> **The problem**: Count the lines in the data below that contain the word "positive", and reply with only that number.
↓
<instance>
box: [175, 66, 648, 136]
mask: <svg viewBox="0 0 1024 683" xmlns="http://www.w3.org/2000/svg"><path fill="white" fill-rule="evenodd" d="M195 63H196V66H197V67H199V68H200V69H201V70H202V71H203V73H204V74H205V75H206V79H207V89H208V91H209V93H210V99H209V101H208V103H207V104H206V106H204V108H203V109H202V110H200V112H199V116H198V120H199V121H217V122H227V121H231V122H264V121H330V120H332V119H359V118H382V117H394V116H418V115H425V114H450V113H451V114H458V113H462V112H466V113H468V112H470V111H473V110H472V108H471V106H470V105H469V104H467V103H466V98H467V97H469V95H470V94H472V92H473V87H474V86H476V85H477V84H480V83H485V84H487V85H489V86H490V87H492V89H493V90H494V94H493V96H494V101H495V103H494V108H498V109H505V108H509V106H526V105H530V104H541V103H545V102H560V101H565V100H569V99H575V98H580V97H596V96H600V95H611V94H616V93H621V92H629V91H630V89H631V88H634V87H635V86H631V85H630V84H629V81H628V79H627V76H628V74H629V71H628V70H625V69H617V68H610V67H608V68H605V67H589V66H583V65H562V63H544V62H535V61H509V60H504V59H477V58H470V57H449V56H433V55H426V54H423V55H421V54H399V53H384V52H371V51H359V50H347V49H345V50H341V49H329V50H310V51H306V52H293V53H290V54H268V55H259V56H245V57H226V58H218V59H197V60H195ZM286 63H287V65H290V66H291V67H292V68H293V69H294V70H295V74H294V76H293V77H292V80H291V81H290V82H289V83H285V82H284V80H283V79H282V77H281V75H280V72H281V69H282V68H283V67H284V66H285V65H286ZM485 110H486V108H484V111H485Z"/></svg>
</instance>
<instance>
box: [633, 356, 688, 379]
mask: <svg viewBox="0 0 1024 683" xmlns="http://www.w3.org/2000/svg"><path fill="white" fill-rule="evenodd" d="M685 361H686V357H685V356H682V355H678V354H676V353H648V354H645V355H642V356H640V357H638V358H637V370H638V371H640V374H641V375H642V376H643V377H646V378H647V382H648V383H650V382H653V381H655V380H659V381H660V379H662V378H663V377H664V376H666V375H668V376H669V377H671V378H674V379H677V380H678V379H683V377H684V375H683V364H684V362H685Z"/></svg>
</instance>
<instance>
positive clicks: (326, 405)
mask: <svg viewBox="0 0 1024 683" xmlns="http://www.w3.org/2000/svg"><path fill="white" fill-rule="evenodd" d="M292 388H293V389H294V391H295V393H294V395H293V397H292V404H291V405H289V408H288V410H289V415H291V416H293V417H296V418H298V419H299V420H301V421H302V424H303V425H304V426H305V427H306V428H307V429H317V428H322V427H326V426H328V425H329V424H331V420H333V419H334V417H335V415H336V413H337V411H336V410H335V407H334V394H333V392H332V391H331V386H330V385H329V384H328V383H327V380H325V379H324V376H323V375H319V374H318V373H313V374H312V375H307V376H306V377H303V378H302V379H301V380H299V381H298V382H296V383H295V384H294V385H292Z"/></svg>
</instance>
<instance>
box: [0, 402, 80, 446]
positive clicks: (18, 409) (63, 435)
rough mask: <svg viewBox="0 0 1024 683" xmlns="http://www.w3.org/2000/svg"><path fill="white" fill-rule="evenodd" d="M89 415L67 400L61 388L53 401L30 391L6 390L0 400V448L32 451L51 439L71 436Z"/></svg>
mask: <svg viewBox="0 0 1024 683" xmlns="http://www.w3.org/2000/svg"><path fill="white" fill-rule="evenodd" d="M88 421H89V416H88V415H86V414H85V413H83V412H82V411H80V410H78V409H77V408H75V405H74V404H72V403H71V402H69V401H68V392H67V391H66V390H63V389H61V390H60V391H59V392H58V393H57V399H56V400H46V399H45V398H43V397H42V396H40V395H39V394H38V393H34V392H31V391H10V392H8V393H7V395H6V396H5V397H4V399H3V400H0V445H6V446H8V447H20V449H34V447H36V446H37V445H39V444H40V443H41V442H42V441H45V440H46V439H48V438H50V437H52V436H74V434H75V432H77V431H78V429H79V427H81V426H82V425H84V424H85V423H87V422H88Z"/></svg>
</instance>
↑
> **Task solution**: 2